◆ **Enunciado A**
Reproduza do trecho fornecido a parte entre "De fato, a base" e "e o teatro-fórum.", inclusive.
◆ **Enunciado B**
Segundo o trecho fornecido, os exercícios contribuíam para quais coisas? Liste todas.
◆ **Enunciado C**
De acordo com o trecho fornecido, em que país começaram a desenvolver várias formas de Teatro-Fórum quando a situação melhorou?

Talvez tenha sido o sentimento melancólico de perder algo que nem ao menos chegou a se concretizar que catalisou a inflexão de seu trabalho por uma via não-ortodoxa, que flertava, por sua vez, com o multiculturalismo e com os estudos culturais, sem perder sua base marxista – o interesse de Boal pelo assunto resultou em peças singulares, como As mulheres de Atenas e A tempestade. É dessa forma que o autor enfatiza, no capítulo inicial de Jogos, o protagonismo popular oferecido pelo teatro do oprimido: “Quando, no Peru, a situação melhorou, começamos a desenvolver várias formas de Teatro-Fórum, para que o espectador reassumisse plenamente sua função de protagonista; nós acreditávamos, naquela época, que o povo não estava longe de ter um papel a desempenhar no futuro”. (página 60)

De fato, a base ideológica de Jogos inspira à concreção de células multiplicadoras de teatro popular que permitissem aos desvalidos compreender e organizar o mundo através do reconhecimento do outro em si, das palavras por trás de cada palavra, do véu ideológico que encobre cada imagem e dos múltiplos significados apartados de seus arbitrários significantes. Por isso, os exercícios elaborados ainda no Arena, quando o estudo de Stanislavski era entremeado à leitura da dialética clássica hegeliana, adquirem na obra sua feição produtiva: vistos em conjunto, eles despertavam nos atores e não atores a busca pela dinâmica entre vontade e contra-vontade dos personagens, contribuindo para o distanciamento crítico, a desmecanização dos gestos e a tomada de posição frente às situações de impasse, assim como os outros exercícios voltados para o teatro-invisível, o teatro-imagem e o teatro-fórum.

◆ **Trechos das entradas**
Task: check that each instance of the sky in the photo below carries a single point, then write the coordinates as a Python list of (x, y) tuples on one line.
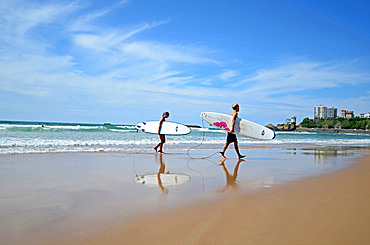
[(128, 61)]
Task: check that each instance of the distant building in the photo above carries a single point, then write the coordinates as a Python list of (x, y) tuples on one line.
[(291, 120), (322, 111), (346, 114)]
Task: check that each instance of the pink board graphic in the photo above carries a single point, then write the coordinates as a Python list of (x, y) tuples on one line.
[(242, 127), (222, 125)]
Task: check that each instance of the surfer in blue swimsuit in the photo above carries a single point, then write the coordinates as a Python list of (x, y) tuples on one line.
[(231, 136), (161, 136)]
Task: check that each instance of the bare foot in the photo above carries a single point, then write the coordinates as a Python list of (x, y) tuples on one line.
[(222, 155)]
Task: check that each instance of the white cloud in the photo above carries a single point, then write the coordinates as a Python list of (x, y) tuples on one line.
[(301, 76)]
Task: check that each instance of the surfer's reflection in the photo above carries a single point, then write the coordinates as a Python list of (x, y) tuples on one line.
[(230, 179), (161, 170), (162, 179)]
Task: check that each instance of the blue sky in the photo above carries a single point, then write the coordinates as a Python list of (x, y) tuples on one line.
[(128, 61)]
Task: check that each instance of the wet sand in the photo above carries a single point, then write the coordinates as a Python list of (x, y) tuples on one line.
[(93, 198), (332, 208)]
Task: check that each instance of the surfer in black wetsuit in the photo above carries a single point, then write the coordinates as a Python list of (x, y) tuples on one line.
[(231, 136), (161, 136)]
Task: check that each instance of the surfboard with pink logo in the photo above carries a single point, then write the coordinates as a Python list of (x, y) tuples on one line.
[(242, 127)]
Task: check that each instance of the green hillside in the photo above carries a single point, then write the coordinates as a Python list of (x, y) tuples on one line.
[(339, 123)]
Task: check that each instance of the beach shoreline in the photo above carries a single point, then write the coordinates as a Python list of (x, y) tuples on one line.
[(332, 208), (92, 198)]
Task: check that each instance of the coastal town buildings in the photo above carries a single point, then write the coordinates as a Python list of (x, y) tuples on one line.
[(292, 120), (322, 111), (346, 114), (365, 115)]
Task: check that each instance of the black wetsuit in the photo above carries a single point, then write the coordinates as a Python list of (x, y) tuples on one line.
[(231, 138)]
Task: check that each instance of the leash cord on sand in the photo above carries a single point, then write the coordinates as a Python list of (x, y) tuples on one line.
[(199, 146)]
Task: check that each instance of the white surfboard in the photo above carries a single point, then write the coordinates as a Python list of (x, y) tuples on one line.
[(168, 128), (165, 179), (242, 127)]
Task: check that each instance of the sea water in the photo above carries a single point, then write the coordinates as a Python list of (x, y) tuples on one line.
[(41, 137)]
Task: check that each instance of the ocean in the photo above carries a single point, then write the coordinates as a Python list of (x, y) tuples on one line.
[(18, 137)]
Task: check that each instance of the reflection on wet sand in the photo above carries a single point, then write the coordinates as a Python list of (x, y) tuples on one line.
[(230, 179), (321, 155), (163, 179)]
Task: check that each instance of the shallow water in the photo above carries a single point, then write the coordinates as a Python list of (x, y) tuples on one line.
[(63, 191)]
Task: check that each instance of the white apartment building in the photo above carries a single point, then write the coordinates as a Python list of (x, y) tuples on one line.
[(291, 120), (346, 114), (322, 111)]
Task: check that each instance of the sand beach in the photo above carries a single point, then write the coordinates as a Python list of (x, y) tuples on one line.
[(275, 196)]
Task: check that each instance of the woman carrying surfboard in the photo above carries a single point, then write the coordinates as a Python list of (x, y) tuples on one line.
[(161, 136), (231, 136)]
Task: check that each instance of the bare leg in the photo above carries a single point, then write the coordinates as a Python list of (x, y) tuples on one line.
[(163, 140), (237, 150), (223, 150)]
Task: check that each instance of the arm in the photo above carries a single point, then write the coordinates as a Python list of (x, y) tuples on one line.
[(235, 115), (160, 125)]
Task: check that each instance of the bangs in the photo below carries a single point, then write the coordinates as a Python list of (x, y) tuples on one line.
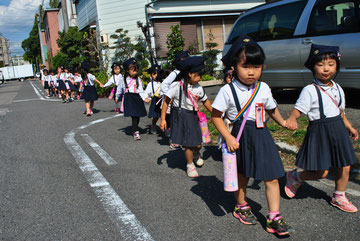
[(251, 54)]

◆ **Resposta completa A**
De fato, a base ideológica de Jogos inspira à concreção de células multiplicadoras de teatro popular que permitissem aos desvalidos compreender e organizar o mundo através do reconhecimento do outro em si, das palavras por trás de cada palavra, do véu ideológico que encobre cada imagem e dos múltiplos significados apartados de seus arbitrários significantes. Por isso, os exercícios elaborados ainda no Arena, quando o estudo de Stanislavski era entremeado à leitura da dialética clássica hegeliana, adquirem na obra sua feição produtiva: vistos em conjunto, eles despertavam nos atores e não atores a busca pela dinâmica entre vontade e contra-vontade dos personagens, contribuindo para o distanciamento crítico, a desmecanização dos gestos e a tomada de posição frente às situações de impasse, assim como os outros exercícios voltados para o teatro-invisível, o teatro-imagem e o teatro-fórum.

◆ **Resposta completa B**
- o distanciamento crítico
- a desmecanização dos gestos
- a tomada de posição frente às situações de impasse

◆ **Resposta completa C**
No Peru.